*** Input for this task Section Begins ***
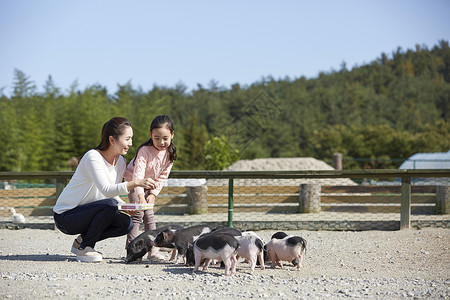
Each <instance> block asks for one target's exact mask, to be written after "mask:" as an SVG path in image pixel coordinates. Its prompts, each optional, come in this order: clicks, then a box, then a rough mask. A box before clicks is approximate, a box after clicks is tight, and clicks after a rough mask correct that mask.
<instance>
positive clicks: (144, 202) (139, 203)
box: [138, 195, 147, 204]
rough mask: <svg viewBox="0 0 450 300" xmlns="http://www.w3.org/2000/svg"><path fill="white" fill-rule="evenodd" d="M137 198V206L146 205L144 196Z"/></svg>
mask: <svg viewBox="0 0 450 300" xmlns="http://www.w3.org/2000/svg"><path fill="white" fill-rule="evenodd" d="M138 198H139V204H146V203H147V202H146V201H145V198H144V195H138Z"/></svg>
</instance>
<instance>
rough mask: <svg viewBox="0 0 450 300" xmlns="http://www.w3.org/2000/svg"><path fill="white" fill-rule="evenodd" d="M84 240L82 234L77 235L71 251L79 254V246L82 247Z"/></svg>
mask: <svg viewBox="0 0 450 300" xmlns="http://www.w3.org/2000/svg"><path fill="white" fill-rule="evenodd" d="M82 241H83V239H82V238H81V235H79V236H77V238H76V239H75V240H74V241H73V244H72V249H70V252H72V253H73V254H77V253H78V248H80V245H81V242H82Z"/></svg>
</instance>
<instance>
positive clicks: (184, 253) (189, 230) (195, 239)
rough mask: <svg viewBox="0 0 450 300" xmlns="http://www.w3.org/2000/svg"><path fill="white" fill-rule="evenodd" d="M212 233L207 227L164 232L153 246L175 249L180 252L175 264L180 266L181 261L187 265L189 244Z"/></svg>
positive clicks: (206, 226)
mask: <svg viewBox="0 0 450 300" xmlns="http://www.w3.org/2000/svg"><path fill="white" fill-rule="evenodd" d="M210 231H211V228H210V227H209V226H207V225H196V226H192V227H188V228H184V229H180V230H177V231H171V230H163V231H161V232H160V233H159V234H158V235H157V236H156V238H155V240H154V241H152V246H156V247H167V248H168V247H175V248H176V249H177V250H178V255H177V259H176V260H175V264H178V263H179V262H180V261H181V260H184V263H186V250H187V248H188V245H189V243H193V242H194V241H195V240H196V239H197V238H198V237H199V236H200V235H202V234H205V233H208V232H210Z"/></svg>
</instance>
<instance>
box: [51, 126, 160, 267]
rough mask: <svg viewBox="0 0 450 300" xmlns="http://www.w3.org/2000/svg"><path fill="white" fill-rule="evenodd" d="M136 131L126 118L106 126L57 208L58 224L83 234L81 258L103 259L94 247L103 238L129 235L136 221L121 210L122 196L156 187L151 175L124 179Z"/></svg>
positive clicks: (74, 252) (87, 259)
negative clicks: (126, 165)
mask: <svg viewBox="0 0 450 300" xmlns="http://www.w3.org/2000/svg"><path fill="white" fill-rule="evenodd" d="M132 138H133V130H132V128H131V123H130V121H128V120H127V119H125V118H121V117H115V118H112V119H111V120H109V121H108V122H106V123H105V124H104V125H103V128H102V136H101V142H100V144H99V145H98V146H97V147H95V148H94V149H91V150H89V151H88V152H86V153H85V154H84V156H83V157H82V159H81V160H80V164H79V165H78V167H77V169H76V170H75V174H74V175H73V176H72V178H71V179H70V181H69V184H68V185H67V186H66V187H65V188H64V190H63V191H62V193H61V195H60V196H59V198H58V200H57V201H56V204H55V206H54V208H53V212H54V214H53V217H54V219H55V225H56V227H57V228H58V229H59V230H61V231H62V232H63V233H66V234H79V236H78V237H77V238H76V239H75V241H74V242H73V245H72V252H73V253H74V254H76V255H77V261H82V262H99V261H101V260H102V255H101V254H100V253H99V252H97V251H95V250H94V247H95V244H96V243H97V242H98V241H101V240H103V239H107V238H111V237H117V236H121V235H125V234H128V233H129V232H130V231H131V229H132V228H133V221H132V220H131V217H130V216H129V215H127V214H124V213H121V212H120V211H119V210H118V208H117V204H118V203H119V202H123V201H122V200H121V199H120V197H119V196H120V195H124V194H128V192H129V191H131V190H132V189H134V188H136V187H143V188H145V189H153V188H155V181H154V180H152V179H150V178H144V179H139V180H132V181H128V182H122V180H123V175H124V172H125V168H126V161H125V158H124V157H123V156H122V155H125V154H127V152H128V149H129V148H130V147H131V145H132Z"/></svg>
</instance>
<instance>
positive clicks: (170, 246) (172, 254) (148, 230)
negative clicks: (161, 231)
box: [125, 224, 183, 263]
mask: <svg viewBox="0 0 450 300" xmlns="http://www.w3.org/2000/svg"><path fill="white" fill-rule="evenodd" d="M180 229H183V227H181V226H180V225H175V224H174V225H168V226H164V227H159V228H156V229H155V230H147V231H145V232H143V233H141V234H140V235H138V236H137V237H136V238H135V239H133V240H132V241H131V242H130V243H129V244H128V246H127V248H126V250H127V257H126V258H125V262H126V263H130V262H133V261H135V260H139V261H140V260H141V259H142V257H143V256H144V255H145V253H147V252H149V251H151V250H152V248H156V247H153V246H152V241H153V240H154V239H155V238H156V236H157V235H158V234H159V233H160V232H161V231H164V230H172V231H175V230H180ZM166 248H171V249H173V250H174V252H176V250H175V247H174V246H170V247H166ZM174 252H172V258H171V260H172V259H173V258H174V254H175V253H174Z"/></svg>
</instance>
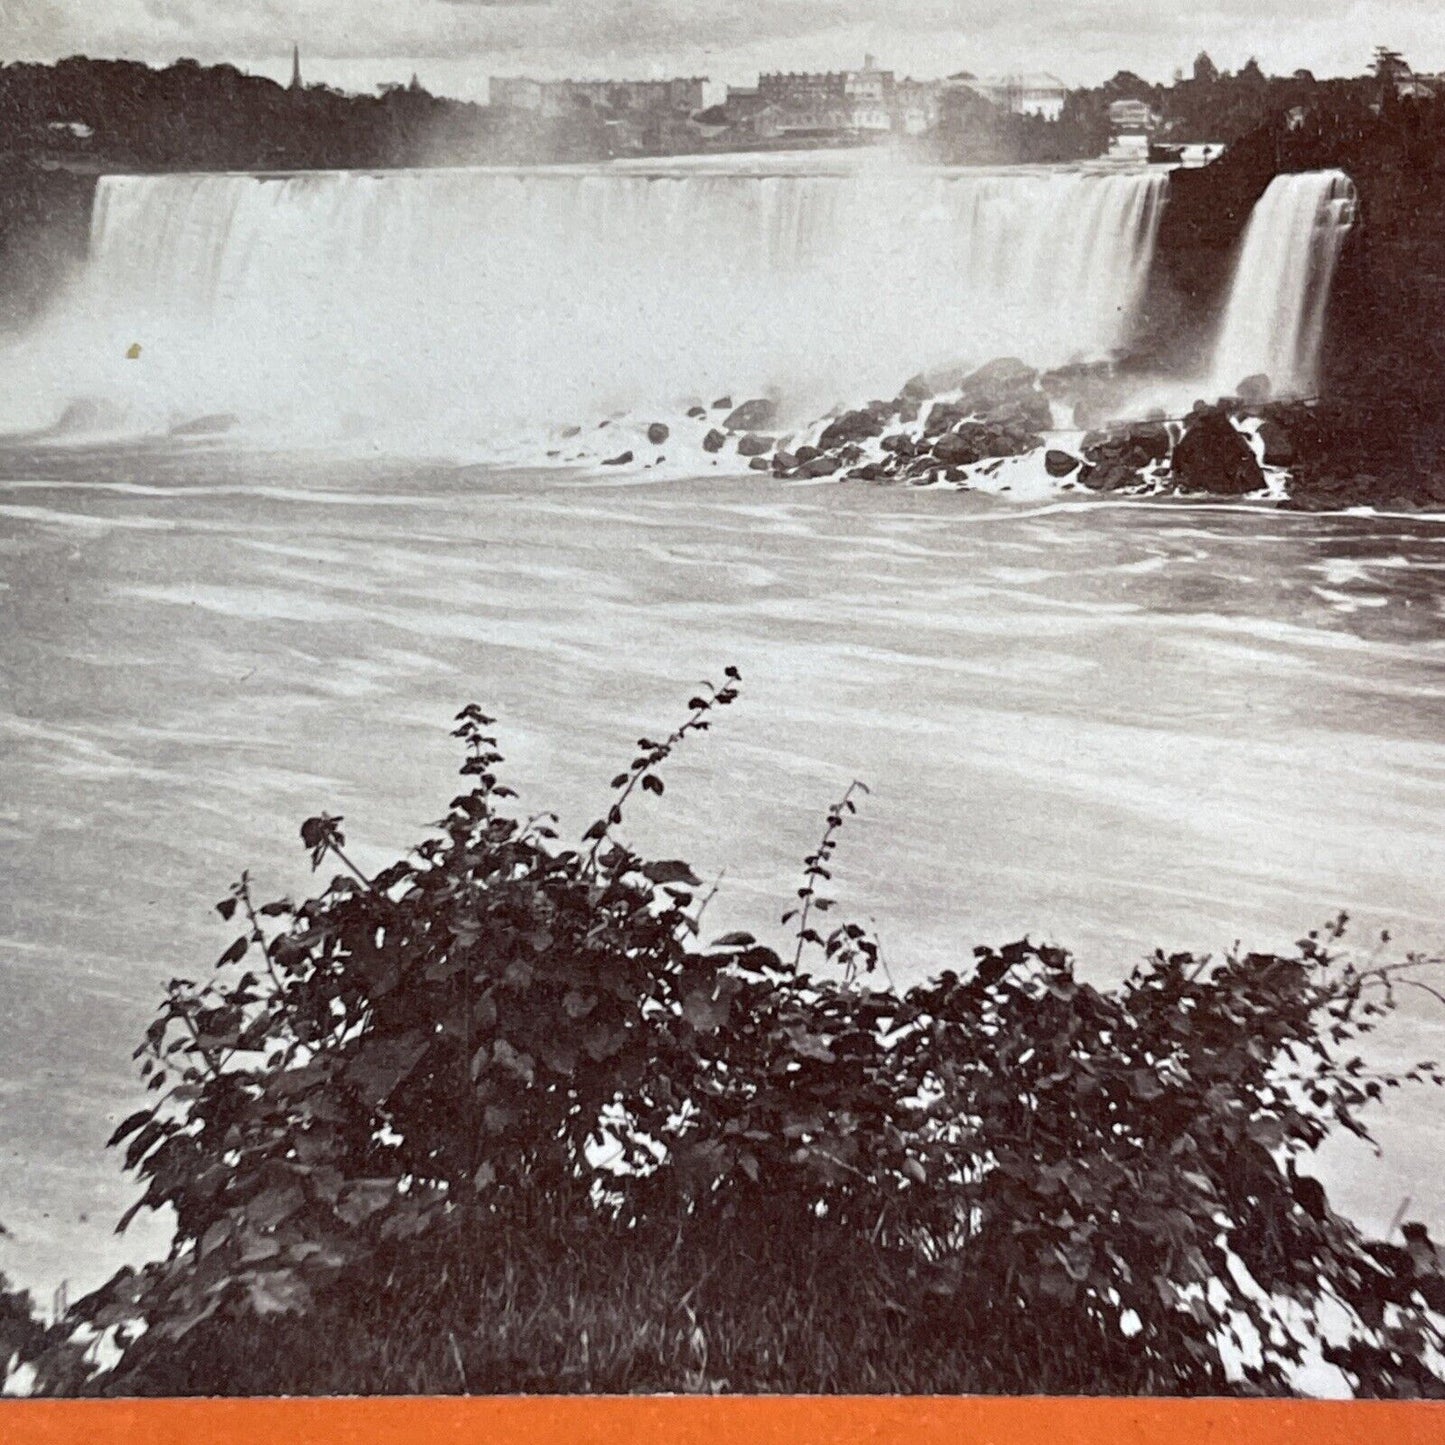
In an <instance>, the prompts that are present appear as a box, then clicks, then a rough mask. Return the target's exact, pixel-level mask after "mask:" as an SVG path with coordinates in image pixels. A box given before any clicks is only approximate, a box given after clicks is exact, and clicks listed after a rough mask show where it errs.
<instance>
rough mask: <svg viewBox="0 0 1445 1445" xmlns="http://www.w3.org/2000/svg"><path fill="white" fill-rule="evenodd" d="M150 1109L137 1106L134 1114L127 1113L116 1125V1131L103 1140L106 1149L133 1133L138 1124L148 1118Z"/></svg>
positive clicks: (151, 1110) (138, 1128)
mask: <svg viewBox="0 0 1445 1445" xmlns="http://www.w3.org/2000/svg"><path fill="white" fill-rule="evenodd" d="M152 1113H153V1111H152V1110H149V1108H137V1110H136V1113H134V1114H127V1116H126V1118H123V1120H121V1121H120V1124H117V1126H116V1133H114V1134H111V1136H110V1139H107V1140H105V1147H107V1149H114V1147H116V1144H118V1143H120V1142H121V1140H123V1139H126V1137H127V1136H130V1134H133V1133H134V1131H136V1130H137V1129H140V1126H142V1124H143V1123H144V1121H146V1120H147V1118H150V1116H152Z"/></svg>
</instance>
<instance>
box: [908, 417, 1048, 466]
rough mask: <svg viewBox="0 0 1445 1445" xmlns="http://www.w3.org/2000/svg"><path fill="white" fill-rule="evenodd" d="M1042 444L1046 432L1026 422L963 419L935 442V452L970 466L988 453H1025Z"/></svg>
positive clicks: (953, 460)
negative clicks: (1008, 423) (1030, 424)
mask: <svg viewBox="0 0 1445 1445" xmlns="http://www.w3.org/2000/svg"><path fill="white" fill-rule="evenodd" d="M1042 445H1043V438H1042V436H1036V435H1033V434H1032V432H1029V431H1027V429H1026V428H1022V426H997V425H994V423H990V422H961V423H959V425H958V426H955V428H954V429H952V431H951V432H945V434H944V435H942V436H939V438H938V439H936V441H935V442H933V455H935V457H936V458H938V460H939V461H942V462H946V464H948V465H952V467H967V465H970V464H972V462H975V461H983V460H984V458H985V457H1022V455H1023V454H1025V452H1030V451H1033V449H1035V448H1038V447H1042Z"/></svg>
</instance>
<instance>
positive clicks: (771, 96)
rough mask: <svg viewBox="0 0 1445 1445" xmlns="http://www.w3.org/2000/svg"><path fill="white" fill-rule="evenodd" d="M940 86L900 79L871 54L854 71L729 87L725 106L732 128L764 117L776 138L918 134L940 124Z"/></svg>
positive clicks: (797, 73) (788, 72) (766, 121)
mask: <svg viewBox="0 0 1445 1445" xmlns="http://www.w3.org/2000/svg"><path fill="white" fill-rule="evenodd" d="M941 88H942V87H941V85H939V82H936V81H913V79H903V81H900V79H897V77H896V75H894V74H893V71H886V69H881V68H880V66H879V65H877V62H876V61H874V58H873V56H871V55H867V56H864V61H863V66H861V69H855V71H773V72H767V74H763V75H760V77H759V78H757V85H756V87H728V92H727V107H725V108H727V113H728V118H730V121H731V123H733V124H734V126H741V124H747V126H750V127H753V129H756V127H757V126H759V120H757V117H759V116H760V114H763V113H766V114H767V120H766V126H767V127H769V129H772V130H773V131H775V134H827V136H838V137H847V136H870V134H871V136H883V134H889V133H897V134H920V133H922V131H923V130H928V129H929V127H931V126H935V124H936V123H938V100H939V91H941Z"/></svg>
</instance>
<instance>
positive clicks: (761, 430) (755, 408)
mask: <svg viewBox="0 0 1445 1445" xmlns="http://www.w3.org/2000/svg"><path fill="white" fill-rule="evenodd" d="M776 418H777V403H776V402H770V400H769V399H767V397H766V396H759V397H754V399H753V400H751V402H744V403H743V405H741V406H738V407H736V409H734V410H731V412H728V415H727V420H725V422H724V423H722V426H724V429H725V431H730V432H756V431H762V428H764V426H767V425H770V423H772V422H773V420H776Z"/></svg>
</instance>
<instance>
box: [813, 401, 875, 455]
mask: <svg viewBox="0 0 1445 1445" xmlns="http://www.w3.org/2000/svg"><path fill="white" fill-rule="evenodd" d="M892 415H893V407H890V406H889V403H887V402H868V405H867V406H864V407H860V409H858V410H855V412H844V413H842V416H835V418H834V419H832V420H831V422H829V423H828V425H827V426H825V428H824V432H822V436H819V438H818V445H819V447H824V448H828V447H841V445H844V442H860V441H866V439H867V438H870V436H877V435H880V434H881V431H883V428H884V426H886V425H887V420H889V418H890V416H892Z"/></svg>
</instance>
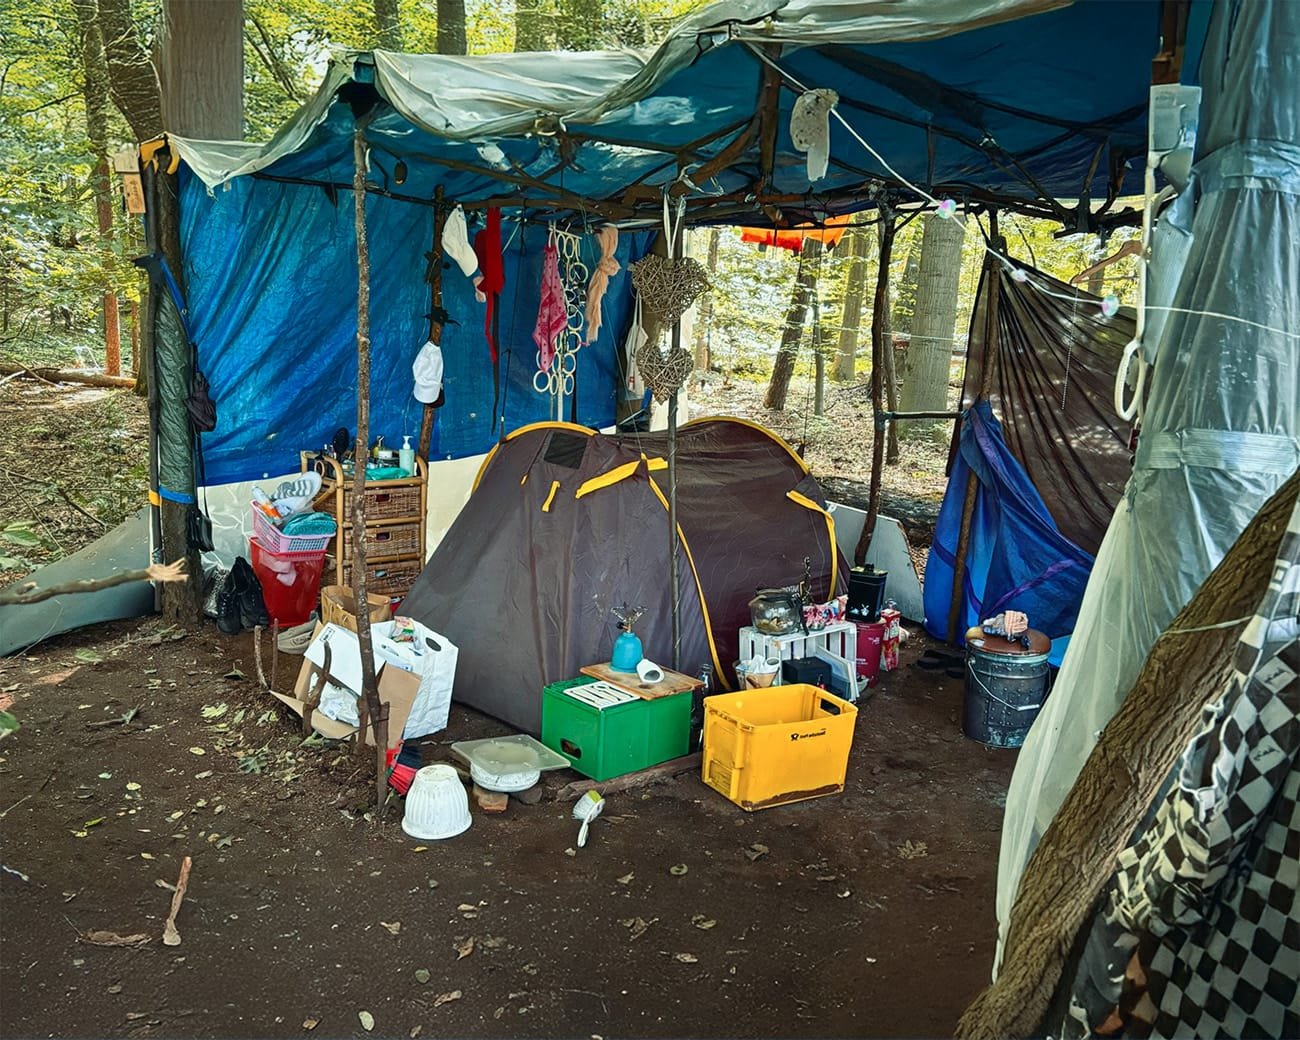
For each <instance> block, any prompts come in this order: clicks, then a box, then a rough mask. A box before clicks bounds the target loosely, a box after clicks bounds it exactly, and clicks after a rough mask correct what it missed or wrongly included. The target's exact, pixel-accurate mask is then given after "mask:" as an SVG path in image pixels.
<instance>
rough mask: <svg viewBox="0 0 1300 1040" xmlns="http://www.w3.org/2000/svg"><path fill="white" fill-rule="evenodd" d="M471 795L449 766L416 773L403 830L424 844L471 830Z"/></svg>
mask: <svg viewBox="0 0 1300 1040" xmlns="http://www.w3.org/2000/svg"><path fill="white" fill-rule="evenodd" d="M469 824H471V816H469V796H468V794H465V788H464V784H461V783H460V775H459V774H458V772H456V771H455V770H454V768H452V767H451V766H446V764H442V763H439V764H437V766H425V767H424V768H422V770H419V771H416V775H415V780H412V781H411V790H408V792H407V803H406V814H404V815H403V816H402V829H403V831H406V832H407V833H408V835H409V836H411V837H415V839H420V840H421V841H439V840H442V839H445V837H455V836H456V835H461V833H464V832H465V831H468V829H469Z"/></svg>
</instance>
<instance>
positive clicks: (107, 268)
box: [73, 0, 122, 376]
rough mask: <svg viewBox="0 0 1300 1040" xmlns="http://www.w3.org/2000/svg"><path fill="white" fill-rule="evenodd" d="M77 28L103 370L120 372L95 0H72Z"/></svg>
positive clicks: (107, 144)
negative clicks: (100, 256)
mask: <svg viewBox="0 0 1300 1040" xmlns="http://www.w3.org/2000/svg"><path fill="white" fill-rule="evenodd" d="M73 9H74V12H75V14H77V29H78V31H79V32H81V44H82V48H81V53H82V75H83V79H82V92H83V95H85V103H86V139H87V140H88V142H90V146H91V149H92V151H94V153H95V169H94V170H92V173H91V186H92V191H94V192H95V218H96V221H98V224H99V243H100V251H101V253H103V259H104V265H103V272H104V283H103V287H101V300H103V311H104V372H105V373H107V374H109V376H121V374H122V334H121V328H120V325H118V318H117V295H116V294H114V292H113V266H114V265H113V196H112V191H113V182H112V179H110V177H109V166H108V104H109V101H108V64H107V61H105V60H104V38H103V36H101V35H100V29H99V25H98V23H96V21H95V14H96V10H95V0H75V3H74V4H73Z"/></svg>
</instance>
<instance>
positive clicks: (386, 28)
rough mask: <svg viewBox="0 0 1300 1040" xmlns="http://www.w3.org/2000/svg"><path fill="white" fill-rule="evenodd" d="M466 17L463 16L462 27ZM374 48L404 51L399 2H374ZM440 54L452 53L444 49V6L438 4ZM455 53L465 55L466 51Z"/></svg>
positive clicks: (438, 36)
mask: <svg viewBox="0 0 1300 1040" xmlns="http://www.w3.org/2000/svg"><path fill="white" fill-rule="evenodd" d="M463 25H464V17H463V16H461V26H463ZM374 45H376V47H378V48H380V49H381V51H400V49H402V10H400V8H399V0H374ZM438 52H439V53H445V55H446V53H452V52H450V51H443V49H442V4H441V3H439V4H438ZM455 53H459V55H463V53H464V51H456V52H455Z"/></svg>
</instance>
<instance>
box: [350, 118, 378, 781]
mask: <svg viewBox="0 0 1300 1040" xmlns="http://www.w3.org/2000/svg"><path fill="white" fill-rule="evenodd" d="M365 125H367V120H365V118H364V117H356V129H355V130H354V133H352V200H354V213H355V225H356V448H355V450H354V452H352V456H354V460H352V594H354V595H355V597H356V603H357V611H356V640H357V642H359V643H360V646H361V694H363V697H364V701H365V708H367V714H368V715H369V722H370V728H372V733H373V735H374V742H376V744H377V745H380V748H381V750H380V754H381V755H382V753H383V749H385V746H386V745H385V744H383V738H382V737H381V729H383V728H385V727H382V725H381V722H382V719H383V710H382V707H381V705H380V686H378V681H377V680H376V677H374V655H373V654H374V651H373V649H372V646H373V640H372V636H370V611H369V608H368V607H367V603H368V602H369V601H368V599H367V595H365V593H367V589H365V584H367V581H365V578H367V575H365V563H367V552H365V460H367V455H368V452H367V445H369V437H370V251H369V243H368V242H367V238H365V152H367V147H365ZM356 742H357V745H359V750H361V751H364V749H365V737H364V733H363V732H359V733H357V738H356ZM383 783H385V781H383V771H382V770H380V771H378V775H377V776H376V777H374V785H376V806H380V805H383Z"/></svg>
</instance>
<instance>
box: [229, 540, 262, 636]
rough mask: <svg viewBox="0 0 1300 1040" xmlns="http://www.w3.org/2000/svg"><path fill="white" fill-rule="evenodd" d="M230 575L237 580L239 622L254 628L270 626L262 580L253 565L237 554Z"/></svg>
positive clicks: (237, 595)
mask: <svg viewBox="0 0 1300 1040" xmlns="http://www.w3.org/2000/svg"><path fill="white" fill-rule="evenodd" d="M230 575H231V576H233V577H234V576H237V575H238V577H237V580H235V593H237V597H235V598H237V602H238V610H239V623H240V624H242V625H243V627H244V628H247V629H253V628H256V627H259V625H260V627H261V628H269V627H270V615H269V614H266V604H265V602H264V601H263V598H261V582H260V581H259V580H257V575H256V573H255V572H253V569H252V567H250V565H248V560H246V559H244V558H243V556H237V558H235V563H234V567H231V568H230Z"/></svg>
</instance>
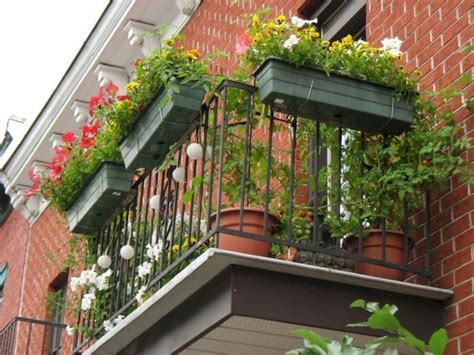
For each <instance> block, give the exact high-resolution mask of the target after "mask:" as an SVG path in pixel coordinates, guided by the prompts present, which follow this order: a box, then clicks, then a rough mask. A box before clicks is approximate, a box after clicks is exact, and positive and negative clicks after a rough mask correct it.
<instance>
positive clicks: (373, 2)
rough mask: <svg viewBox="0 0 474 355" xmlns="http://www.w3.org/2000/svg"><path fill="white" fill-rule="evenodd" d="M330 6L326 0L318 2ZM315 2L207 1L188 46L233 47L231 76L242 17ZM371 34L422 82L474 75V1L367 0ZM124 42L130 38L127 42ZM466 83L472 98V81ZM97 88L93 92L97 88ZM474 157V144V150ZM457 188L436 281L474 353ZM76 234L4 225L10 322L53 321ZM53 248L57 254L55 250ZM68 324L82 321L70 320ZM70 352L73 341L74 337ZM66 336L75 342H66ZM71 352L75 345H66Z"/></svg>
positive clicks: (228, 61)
*** Input for this task Section Ends ***
- _Problem description_
In the answer, repeat exactly the lines from the top of the entries above through the line with "233L207 227L164 232L153", and leave pictures out of it.

- _Task answer_
Each <instance> block asks for one target's exact mask, to be written after "mask:" as an SVG path in image pixel coordinates. Its prompts, each optional, come in this order: clicks, then a box, then a rough mask. A box before clicks is approximate, a box after clicks is tight, and clicks after a rough mask correct that mask.
<instance>
positive clicks: (144, 202) (139, 203)
box: [138, 195, 147, 204]
rough mask: <svg viewBox="0 0 450 300" xmlns="http://www.w3.org/2000/svg"><path fill="white" fill-rule="evenodd" d="M137 198V206L146 205L144 196Z"/></svg>
mask: <svg viewBox="0 0 450 300" xmlns="http://www.w3.org/2000/svg"><path fill="white" fill-rule="evenodd" d="M138 198H139V204H146V203H147V202H146V201H145V198H144V195H138Z"/></svg>
</instance>
<instance>
rough mask: <svg viewBox="0 0 450 300" xmlns="http://www.w3.org/2000/svg"><path fill="white" fill-rule="evenodd" d="M84 240L82 234L77 235L71 251L79 254V246L82 247Z"/></svg>
mask: <svg viewBox="0 0 450 300" xmlns="http://www.w3.org/2000/svg"><path fill="white" fill-rule="evenodd" d="M82 241H83V239H82V238H81V235H79V236H77V238H76V239H75V240H74V241H73V244H72V249H70V252H72V253H73V254H77V253H78V248H80V245H81V242H82Z"/></svg>
</instance>
<instance>
positive clicks: (184, 253) (189, 230) (195, 239)
rough mask: <svg viewBox="0 0 450 300" xmlns="http://www.w3.org/2000/svg"><path fill="white" fill-rule="evenodd" d="M212 233L207 227L164 232L153 246L175 249L180 252L175 264L180 266L181 261L187 265L189 244Z"/></svg>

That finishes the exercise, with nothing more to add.